(Source document):
______________________________
Next week, the ABC will broadcast The Great Climate Change Swindle, a television documentary originally produced for Channel 4 in
The ABC has said it will provide ample opportunity to debate the documentary. The issues it raises are indeed well worth debating.
The Science Show‘s Robyn Williams and others have made allegations about the declining quality of science documentaries as a genre and Swindle‘s director and writer, Martin Durkin, is no stranger to scientific controversy, having previously produced a program claiming that silicon breast implants reduce the risk of breast cancer.
The Great Climate Change Swindle‘s central claim is that we have been deceived by the climate scientists. According to Durkin, climate scientists are a bunch of self-serving careerists whose arguments have been filtered by self-interested bureaucrats and governments with agendas hostile to the developing world.
Such arguments fall into the category of ‘climate change denialism.’ Revisiting this kind of case may seem odd when the latest spin from John Howard and George W Bush suggests they have seen the error of their former denialism. Not even the Australian coal export lobby is openly denialist these days. However, what these foot-draggers still have in common is a failure to support effective international abatement measures. To this extent, they must be considered a ‘de facto denialists.’
On 31 May, Howard received a technical report on emissions trading chaired by the head of his own Department, Peter Shergold. This report advanced the debate but had at least one serious omission: it did not consider, much less make recommendations, on the matter of short or longer term emission limits for either Australia or internationally.
On receipt of the Shergold Report, Howard committed to a national emissions target by 2012. This seemed like an important back-flip, with his admission that neither emission pricing nor such limits can make sense in isolation. But Howard has resolutely refused to indicate the level of that 2012 target until after the next Federal election, pending further economic modeling.
This is a ‘clever’ tactic, calculated to generate over-responses from his greener critics. Such responses all too easily enable Howard to cast himself in his favoured role of ‘responsible’ economic rationalist and guardian of the national interest.
The irony is that this move is not, in fact, economically responsible. Nicholas Stern and others have argued that the costs of meeting stringent long term targets are miniscule compared with normal economic growth projected to 2050. But this conclusion has an important premise: that the policies used to abate emissions are chosen to be both cost-effective (that is, to attain these targets at least-cost) and consistent with macro-economic stability.
______________________________
(Work instructions):
**1.** Write out the part of the climate policy article starting with "Such arguments fall" and going on through "Australia or internationally.".
**2.** Carry on the climate policy article from the point where it stops.
The rows have nothing to do with the climate policy article.

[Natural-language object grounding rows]
______________________________
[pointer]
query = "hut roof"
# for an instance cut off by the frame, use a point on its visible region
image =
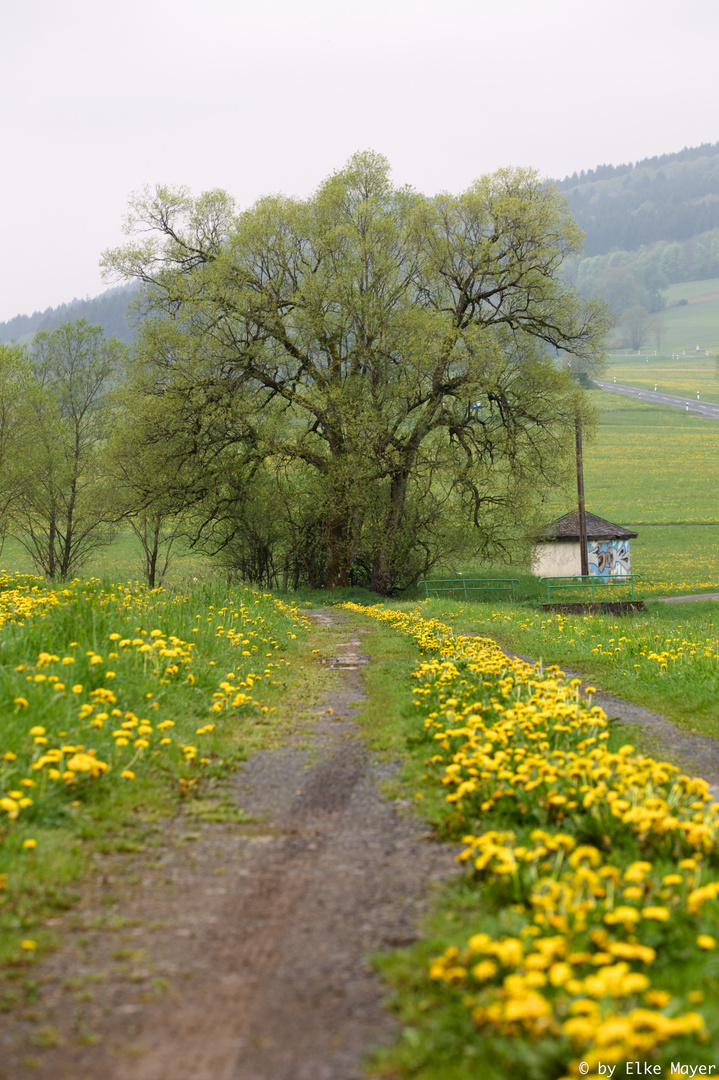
(597, 528)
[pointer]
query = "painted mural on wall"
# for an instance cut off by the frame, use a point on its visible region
(609, 558)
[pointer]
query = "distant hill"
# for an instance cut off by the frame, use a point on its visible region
(647, 226)
(107, 310)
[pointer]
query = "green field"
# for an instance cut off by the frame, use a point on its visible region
(683, 376)
(695, 323)
(121, 561)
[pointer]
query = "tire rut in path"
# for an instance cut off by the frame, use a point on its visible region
(281, 988)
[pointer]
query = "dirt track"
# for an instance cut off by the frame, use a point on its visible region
(260, 933)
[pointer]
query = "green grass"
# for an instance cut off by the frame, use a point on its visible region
(614, 650)
(48, 704)
(121, 561)
(437, 1039)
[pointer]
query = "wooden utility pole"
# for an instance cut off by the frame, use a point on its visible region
(584, 563)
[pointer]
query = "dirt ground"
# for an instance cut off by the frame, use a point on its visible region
(240, 953)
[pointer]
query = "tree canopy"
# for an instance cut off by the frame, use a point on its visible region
(379, 364)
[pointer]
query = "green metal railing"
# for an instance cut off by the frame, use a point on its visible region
(592, 581)
(470, 585)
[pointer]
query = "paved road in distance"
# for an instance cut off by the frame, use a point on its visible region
(707, 409)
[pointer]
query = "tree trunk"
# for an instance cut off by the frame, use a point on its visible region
(382, 579)
(338, 563)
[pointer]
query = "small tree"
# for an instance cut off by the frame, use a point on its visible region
(59, 495)
(635, 322)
______________________________
(Answers below):
**1.**
Such arguments fall into the category of ‘climate change denialism.’ Revisiting this kind of case may seem odd when the latest spin from John Howard and George W Bush suggests they have seen the error of their former denialism. Not even the Australian coal export lobby is openly denialist these days. However, what these foot-draggers still have in common is a failure to support effective international abatement measures. To this extent, they must be considered a ‘de facto denialists.’
On 31 May, Howard received a technical report on emissions trading chaired by the head of his own Department, Peter Shergold. This report advanced the debate but had at least one serious omission: it did not consider, much less make recommendations, on the matter of short or longer term emission limits for either Australia or internationally.

**2.**
Costly deviations from cost-effective mitigation can occur in different ways. One is by Governments trying to ‘pick winners’ amongst technologies in the absence of rigorous assessment of their cost-effectiveness.
Other types of deviation can arise due to timing. It is important to balance the necessary urgency of taking action (beginning with the most obviously cost-effective measures), not cutting emissions too radically too soon, and not seeking sufficiently radical cuts in the medium term. As shown by Stern, if the abatement effort is left too late, the cost of reaching a sufficiently stringent target by 2050 will be greatly magnified.
In other words, immediate and urgent action is required if the long-term targets are to be met. But action must be carefully graduated over time, mindful of the best evolving scientific analysis of the relationship between atmospheric levels of greenhouse gases and climatic effects.
With no long-term emissions commitment as an anchor, Howard has left himself free to set short-term targets that are non-binding and cosmetic only: not necessarily reducing greenhouse gas emissions at all.
Howard must be held to account prior to the Federal election. He must be required to indicate the guidelines he will give his economic modelers. These guidelines must refer to precisely stated and long-term targets meaningful in terms of climate science.
As to what that long-term target should be, Howard has taken good care to smear the Stern Review and the ALP’s long-term target of 60 per cent below 1990 levels by 2050.
But precisely this latter target has been adopted in the bipartisan Bill sponsored by conservative Senator McCain and neo-conservative Senator Lieberman in the US Congress. The rival Bill of Senator Sanders et al. has a target of 80 per cent below 1990 levels by 2050. The Sanders Bill is also notable for not including additional generous subsidies to nuclear power.
Internationally, Howard is still the climate saboteur, effectively sabotaging international cooperation on averting ‘dangerous’ climate change. Putting the sectional interest of the export steaming coal industry ahead of such a critical global interest is an indefensible case of disproportionality.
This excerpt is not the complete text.